Begin Dataset records

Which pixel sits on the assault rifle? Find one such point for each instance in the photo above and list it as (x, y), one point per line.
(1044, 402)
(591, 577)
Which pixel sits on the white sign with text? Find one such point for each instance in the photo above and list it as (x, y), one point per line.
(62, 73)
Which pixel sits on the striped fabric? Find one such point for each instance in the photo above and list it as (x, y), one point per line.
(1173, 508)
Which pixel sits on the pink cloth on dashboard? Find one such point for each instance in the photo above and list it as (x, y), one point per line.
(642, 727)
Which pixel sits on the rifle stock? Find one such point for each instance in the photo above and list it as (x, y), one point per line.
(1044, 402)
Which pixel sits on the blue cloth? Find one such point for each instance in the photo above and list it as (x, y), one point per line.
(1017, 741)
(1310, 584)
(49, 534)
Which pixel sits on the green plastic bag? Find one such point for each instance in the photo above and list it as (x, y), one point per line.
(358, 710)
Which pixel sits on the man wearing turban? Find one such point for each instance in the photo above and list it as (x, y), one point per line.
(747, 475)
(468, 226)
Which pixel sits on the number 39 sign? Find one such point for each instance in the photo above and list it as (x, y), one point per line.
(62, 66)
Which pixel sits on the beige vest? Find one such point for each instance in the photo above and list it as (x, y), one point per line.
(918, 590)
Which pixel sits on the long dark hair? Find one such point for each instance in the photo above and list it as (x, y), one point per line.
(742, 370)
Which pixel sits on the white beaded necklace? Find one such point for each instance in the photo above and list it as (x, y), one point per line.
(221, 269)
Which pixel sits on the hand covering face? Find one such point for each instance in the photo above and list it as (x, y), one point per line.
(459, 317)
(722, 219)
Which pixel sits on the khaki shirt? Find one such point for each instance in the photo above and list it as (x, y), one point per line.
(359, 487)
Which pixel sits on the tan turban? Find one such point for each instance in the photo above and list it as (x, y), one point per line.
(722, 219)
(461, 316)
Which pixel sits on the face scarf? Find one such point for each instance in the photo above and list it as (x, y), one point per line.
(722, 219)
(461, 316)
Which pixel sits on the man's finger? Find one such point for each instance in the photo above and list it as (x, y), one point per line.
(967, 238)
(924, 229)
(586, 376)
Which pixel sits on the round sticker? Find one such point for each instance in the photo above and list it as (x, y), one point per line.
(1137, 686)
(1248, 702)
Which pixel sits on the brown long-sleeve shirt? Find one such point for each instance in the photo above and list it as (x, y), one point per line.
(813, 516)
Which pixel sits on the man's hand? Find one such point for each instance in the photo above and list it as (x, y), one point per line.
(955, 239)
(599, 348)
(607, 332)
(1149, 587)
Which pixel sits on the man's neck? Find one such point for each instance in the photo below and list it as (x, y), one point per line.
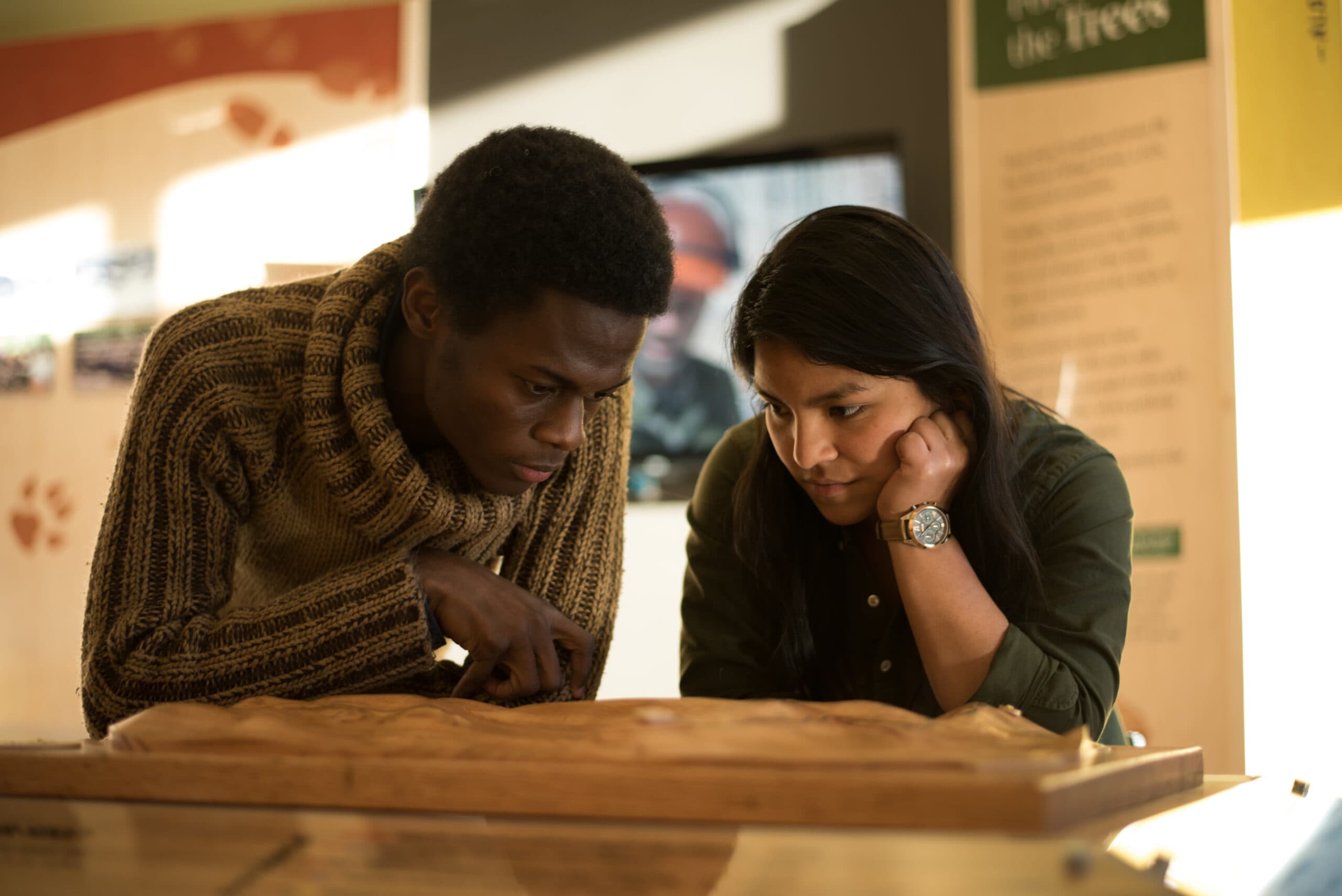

End Dataset records

**The task**
Reproduce all of the records above word for word, one line per line, and leave the picture out.

**Written reply**
Which pixel sits on the assault rifle? Find one such point for each instance in the photo above and list it as (x, y), one point per line.
(1044, 402)
(591, 577)
Which pixel sits on the white sign with text? Find one such point for each instance in the photo above and list it as (x, y), one point per line.
(62, 73)
Which pixel sits on the striped fabric? Find one such point for each instance in the photo above and list it as (x, y), one point per line.
(1173, 508)
Which pixel sits on the pink cloth on dashboard? Find one such point for each instance in the photo above and list it as (x, y), one point per line.
(642, 727)
Which pixel sits on the rifle stock? Find one such point for each instance in the photo above and list it as (x, y), one point per line.
(1044, 402)
Which pixel sits on the blue cloth? Find one such point for each instance in the photo above and list it as (x, y), one point per line.
(1017, 741)
(1310, 584)
(49, 534)
Which pixel sits on the green plastic bag? Find one such point for each instance in the photo above and list it as (x, y), one point per line.
(358, 710)
Which pixel sits on the man wearing turban? Find one such point for each instance in the photo above and list it as (x, y), one point per line.
(747, 475)
(468, 226)
Which pixel sits on the number 39 sign? Find one such point for each instance in the photo above and list it as (x, y), one point per line.
(62, 66)
Which pixel sits on the beige vest? Find one such point for each instance in the photo above and list it as (x, y), one point per line.
(918, 590)
Which pixel sits on the long dark hair? Find one such point for each instance in the photo above and list it as (x, y), one point per line.
(742, 370)
Which pixel sits on the white beaded necklace? Find one such point for each instance in the photo above and list it as (x, y), one point per line.
(221, 269)
Which pixel sits on the hand covering face? Find one such point for each instance in the photo above and list it as (x, y), one point per line.
(459, 317)
(722, 219)
Which pixel sits on the khaki shirt? Find one such point for each instance in the photo above and list it as (x, y), one point per line.
(359, 487)
Which pixel sits on the tan turban? Find one such point for each instance in the photo above and list it as (x, y), one point per line.
(722, 219)
(461, 316)
Which pixel sits on the face scarf? Find one such point for each instance in the photo above and list it as (x, y), one point per line.
(722, 219)
(461, 316)
Which pixel sits on the man's finger? Find one such point for each instance in the photo above and list it as (x, y), one point per line.
(967, 238)
(924, 229)
(586, 376)
Which pixel sits on the round sticker? Find one such point for each instance in the photo above and list it as (x, y), one point per line.
(1137, 686)
(1248, 702)
Which pixel sits on the brown long-sleeve shirt? Find one such point for each instance in the photo above and list it as (x, y), one point per line.
(813, 516)
Which pixel sits on the man's hand? Find one such point for each instance in the photo above and list it as (x, y), one point per line.
(955, 239)
(599, 348)
(607, 332)
(1149, 587)
Which pixel sits on the man's neck? Find one such point for each instance in the photo below and list it as (x, y), one point per line.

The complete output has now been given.